* **WHAT TO DO**
From the line containing "Would you be able to indicate the toad in" down to the final line of the entries below, restate each line word for word and add nothing.

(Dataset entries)
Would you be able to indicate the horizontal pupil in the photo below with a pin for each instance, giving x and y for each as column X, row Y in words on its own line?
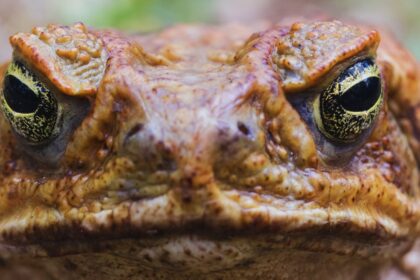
column 19, row 96
column 362, row 96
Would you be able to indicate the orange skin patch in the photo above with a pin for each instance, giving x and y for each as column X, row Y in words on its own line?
column 191, row 132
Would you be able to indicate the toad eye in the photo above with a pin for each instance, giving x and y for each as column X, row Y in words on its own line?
column 349, row 106
column 29, row 105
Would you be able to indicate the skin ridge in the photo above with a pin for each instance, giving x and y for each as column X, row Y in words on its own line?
column 221, row 149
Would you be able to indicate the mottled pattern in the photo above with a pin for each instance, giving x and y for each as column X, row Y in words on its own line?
column 71, row 58
column 197, row 159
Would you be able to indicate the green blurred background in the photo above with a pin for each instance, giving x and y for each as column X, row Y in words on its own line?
column 401, row 17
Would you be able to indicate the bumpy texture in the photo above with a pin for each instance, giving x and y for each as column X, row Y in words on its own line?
column 196, row 161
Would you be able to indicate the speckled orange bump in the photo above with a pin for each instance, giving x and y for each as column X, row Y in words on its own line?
column 194, row 161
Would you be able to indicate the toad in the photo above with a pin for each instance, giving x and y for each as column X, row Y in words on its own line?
column 270, row 151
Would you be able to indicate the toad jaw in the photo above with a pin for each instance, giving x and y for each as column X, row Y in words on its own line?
column 205, row 152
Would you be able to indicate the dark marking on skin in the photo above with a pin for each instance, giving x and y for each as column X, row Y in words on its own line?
column 243, row 128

* **FINISHED TASK**
Would you be able to indicate the toad in the photo above with a pin for each instance, giving x and y for each as column X, row Y in words on its own line?
column 270, row 151
Would you be able to indicate the toad jaw in the photo above with a pin for each instance, giving x and y for each as column X, row Y in words on its own line?
column 205, row 152
Would you be able to indicate the dark marking on skin in the photo above with a pin for each instance, giving x and y for each as column X, row Y in words on its own line?
column 243, row 128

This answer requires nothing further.